---------- Provided data ----------
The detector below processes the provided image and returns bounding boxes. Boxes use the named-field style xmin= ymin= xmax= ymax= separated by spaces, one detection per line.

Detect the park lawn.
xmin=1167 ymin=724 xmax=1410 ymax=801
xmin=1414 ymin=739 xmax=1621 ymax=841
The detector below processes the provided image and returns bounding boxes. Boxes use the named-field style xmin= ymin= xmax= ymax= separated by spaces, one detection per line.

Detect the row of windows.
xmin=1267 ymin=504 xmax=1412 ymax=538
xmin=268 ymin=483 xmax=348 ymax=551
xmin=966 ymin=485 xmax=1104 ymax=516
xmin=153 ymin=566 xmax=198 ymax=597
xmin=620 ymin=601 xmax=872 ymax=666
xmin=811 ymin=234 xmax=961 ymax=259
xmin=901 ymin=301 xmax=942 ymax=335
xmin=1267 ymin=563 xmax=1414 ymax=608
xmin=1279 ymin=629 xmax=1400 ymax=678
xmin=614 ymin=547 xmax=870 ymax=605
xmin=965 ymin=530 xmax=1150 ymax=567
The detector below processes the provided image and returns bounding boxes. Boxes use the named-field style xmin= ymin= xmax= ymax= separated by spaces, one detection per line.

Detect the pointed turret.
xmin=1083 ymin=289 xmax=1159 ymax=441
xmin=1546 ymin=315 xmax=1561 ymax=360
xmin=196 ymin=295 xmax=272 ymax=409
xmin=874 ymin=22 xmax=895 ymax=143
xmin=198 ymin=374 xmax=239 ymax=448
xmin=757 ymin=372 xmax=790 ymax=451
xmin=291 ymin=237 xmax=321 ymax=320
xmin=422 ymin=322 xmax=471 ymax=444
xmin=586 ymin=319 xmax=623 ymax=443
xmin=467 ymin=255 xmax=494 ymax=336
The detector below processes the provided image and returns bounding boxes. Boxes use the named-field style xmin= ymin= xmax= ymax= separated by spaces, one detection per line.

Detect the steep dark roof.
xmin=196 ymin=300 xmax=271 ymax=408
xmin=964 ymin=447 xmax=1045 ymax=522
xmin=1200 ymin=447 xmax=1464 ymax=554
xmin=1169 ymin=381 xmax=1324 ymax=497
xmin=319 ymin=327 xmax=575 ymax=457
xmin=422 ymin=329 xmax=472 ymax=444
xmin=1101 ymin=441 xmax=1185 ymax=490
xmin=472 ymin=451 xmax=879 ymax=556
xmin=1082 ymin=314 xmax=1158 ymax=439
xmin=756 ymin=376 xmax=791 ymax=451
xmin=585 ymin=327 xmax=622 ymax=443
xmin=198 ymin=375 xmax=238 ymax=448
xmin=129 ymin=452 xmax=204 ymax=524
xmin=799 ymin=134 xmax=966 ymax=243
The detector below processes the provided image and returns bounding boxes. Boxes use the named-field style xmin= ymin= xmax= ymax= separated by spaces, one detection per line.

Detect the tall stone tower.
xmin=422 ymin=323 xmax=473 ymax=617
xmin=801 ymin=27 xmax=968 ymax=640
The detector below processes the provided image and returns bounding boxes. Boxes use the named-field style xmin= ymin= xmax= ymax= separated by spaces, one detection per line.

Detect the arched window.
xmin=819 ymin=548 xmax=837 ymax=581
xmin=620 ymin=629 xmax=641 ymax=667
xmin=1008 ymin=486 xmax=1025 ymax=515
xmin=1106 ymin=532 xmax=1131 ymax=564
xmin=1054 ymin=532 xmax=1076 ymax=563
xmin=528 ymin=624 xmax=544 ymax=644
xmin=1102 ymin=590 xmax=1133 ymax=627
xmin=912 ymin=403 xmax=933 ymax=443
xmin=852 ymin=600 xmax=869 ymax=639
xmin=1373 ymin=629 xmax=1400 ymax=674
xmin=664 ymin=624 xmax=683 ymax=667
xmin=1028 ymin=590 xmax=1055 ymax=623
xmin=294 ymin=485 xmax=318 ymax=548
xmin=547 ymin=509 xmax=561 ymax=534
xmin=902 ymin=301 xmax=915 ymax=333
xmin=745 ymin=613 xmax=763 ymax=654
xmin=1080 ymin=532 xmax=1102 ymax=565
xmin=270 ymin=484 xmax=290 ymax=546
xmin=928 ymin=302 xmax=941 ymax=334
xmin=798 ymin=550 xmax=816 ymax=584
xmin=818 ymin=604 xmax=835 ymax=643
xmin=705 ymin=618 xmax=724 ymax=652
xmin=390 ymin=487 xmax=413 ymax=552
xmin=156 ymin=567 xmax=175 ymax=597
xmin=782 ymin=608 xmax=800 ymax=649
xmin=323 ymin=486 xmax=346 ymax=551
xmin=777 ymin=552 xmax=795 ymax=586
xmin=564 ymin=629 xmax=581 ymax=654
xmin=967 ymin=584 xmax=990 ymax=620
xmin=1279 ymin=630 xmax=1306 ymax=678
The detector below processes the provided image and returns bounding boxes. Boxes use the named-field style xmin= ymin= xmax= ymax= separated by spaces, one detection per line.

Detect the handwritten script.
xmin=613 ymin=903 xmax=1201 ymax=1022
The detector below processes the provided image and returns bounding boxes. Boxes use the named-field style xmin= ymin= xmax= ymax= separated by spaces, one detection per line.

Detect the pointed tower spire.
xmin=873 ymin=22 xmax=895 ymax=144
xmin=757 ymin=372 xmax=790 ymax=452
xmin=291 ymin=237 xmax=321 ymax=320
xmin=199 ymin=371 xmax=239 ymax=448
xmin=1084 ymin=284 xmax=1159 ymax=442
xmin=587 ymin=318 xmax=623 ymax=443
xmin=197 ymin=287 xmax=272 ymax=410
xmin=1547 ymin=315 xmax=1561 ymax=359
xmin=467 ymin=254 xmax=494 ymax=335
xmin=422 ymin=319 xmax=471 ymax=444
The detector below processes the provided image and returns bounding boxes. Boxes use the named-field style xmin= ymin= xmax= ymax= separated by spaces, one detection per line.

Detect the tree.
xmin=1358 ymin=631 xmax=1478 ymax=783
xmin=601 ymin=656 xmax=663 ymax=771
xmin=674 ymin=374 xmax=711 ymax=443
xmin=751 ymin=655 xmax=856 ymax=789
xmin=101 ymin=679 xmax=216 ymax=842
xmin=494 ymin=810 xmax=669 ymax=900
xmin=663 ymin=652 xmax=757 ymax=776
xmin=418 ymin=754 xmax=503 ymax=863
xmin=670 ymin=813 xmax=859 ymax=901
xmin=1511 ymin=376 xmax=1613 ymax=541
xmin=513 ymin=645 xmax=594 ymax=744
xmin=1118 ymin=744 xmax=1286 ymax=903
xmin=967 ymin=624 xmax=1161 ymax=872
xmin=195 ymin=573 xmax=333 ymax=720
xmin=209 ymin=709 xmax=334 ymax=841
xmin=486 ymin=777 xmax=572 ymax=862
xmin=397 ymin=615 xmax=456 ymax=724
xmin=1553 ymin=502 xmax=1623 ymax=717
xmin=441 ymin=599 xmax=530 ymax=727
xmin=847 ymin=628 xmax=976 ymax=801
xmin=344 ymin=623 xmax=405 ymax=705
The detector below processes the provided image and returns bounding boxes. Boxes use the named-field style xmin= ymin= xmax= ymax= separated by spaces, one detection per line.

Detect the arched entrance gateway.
----------
Work instruction: Please output the line that contains "Detect the tree." and every line after it in the entries above, exactly, and nothing more.

Answer below:
Detect the tree.
xmin=1358 ymin=631 xmax=1478 ymax=783
xmin=601 ymin=656 xmax=663 ymax=771
xmin=674 ymin=374 xmax=711 ymax=443
xmin=751 ymin=655 xmax=856 ymax=789
xmin=101 ymin=679 xmax=216 ymax=842
xmin=494 ymin=810 xmax=669 ymax=900
xmin=663 ymin=652 xmax=757 ymax=776
xmin=418 ymin=754 xmax=503 ymax=863
xmin=670 ymin=813 xmax=859 ymax=901
xmin=1511 ymin=376 xmax=1613 ymax=541
xmin=513 ymin=645 xmax=594 ymax=744
xmin=1118 ymin=744 xmax=1286 ymax=903
xmin=967 ymin=624 xmax=1161 ymax=872
xmin=195 ymin=573 xmax=333 ymax=720
xmin=209 ymin=709 xmax=334 ymax=841
xmin=486 ymin=777 xmax=572 ymax=862
xmin=397 ymin=615 xmax=456 ymax=724
xmin=1553 ymin=502 xmax=1623 ymax=717
xmin=441 ymin=599 xmax=530 ymax=727
xmin=847 ymin=628 xmax=976 ymax=801
xmin=344 ymin=623 xmax=405 ymax=705
The detector below processes the provided image and returns bounding boxes. Boxes use the named-field style xmin= ymin= xmax= ymax= separated by spaces, one detection per line.

Detect the arched entrance gateway.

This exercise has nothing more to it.